[Referring expression data]
++++++++++++++++++++

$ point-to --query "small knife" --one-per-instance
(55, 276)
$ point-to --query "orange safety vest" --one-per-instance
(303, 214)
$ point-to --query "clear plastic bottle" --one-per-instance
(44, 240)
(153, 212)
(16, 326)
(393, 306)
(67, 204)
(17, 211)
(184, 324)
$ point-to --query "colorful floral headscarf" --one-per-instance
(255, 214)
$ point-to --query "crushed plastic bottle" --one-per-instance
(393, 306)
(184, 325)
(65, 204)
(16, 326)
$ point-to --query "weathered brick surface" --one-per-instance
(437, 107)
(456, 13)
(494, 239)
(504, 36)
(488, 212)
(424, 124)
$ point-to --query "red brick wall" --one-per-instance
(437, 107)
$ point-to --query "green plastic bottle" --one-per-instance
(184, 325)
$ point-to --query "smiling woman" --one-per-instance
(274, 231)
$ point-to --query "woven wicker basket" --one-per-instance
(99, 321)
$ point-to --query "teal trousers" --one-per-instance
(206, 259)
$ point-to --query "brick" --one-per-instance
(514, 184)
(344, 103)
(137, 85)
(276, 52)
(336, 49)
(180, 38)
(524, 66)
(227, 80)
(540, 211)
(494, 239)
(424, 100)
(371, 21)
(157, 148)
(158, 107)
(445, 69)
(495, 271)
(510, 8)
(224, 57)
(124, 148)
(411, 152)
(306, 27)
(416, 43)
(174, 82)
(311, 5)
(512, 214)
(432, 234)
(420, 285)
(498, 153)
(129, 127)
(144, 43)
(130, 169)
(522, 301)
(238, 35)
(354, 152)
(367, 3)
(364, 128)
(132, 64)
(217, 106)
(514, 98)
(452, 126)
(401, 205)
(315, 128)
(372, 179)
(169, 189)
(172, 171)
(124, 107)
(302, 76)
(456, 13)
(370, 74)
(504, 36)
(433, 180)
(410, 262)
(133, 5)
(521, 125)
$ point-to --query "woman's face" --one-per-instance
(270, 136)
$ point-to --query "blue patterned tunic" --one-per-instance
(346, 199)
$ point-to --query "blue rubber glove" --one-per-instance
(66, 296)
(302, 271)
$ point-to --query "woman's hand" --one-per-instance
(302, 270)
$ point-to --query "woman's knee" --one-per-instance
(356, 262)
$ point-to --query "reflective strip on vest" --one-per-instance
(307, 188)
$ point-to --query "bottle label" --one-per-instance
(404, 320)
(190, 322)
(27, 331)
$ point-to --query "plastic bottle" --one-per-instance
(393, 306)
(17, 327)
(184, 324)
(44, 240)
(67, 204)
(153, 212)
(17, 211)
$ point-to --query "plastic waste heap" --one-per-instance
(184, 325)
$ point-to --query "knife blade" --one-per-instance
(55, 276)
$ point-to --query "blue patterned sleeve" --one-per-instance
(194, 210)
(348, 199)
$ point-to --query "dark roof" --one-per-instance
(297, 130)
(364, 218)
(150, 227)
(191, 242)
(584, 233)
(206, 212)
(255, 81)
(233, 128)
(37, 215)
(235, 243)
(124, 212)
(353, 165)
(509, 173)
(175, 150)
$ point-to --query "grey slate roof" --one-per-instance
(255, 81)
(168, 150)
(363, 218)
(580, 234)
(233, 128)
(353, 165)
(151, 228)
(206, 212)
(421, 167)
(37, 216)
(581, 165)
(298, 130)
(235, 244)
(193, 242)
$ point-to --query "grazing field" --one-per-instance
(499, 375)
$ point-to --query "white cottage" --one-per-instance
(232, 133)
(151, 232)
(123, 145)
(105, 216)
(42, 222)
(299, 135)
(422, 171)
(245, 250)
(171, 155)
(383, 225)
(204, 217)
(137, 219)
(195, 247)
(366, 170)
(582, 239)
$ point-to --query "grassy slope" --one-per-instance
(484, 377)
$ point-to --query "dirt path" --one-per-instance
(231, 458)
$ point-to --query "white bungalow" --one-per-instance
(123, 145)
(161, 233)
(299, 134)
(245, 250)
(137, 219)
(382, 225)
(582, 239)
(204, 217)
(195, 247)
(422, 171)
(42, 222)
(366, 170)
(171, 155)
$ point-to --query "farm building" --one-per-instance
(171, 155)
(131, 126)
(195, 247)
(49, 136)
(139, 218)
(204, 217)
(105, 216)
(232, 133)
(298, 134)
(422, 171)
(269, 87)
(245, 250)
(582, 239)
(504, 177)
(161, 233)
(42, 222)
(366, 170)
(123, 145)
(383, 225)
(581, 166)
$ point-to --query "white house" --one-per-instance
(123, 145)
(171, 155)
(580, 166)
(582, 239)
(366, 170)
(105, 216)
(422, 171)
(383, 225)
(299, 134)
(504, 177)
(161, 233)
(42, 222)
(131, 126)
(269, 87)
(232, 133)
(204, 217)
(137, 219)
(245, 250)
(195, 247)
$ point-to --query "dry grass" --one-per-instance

++++++++++++++++++++

Exactly reproduce all of the entries.

$ point-to --query "small knife" --one-per-instance
(55, 276)
$ point-to --query "orange safety vest" --one-per-instance
(303, 214)
$ point-to --query "clear plastic bottle" --one-per-instance
(44, 240)
(153, 212)
(16, 326)
(393, 306)
(67, 204)
(17, 211)
(184, 324)
$ point-to --query "colorful floral headscarf" --one-per-instance
(255, 214)
$ point-to --query "crushed plastic bottle" --one-per-instance
(393, 306)
(184, 325)
(65, 204)
(16, 326)
$ point-to --query "weathered brick surface" --one-per-instance
(437, 107)
(456, 13)
(494, 239)
(504, 36)
(488, 212)
(424, 124)
$ point-to --query "red brick wall" --one-per-instance
(437, 107)
$ point-to --query "green plastic bottle" --one-per-instance
(184, 325)
$ point-to --query "smiling woman" --one-per-instance
(274, 231)
$ point-to --query "woven wicker basket" --one-per-instance
(99, 321)
$ point-to --query "teal trousers" --one-per-instance
(206, 259)
$ point-to --query "brick" --one-per-instance
(514, 184)
(344, 103)
(137, 85)
(276, 52)
(336, 49)
(180, 38)
(524, 66)
(227, 80)
(540, 211)
(494, 239)
(424, 100)
(371, 21)
(157, 148)
(158, 107)
(445, 69)
(495, 271)
(510, 8)
(224, 57)
(124, 148)
(411, 152)
(306, 27)
(416, 43)
(174, 82)
(311, 5)
(512, 214)
(432, 234)
(420, 285)
(498, 153)
(129, 127)
(144, 43)
(130, 169)
(522, 301)
(238, 35)
(354, 152)
(367, 3)
(364, 128)
(132, 64)
(217, 106)
(514, 98)
(452, 126)
(401, 205)
(315, 128)
(372, 179)
(169, 189)
(172, 171)
(124, 107)
(302, 76)
(456, 13)
(370, 74)
(504, 36)
(433, 180)
(410, 262)
(133, 5)
(521, 125)
$ point-to --query "woman's face" --one-per-instance
(270, 136)
$ point-to --query "blue patterned tunic" --one-per-instance
(346, 199)
$ point-to --query "blue rubber glove" --one-per-instance
(66, 296)
(302, 271)
$ point-to --query "woman's hand" --one-per-instance
(302, 270)
$ point-to --query "woman's knee" --one-per-instance
(356, 262)
$ point-to --query "reflective strip on vest" --one-per-instance
(307, 188)
$ point-to --query "bottle label" --one-per-instance
(404, 320)
(190, 322)
(27, 331)
$ point-to --query "plastic bottle" --one-per-instance
(393, 306)
(17, 327)
(184, 324)
(44, 240)
(67, 204)
(153, 212)
(17, 211)
$ point-to --query "plastic waste heap" --one-per-instance
(184, 325)
$ point-to --query "knife blade" --one-per-instance
(55, 276)
$ point-to --query "blue patterned sleeve" --one-per-instance
(194, 210)
(348, 199)
$ point-to --query "dark roof" --one-per-instance
(297, 130)
(364, 218)
(150, 227)
(191, 242)
(584, 233)
(206, 212)
(255, 81)
(233, 128)
(37, 215)
(235, 243)
(124, 212)
(353, 165)
(509, 173)
(175, 150)
$ point-to --query "grey slate roof" --one-per-instance
(255, 81)
(168, 150)
(363, 218)
(580, 234)
(233, 128)
(353, 165)
(151, 228)
(206, 212)
(421, 167)
(37, 216)
(581, 165)
(298, 130)
(235, 244)
(193, 242)
$ point-to --query "grazing field" --one-per-instance
(499, 375)
$ point-to --query "white cottage" --one-per-instance
(232, 133)
(151, 232)
(123, 145)
(105, 216)
(42, 222)
(299, 135)
(422, 171)
(245, 250)
(171, 155)
(383, 225)
(204, 217)
(137, 219)
(195, 247)
(366, 170)
(582, 239)
$ point-to --query "grassy slope" --one-per-instance
(484, 377)
$ point-to --query "dirt path" --one-per-instance
(231, 458)
$ point-to --query "white bungalow" --one-per-instance
(123, 145)
(161, 233)
(299, 134)
(245, 250)
(137, 219)
(382, 225)
(582, 239)
(204, 217)
(195, 247)
(422, 171)
(42, 222)
(366, 170)
(171, 155)
$ point-to --query "farm building" --one-per-instance
(171, 155)
(131, 126)
(195, 247)
(49, 136)
(139, 218)
(204, 217)
(105, 216)
(232, 133)
(298, 134)
(422, 171)
(269, 87)
(245, 250)
(582, 239)
(504, 177)
(161, 233)
(42, 222)
(366, 170)
(123, 145)
(383, 225)
(581, 166)
$ point-to --query "white house" --one-per-instance
(123, 145)
(171, 155)
(580, 166)
(582, 239)
(366, 170)
(105, 216)
(422, 171)
(383, 225)
(299, 134)
(504, 177)
(161, 233)
(42, 222)
(131, 126)
(269, 87)
(232, 133)
(204, 217)
(137, 219)
(245, 250)
(195, 247)
$ point-to --query "dry grass" --one-per-instance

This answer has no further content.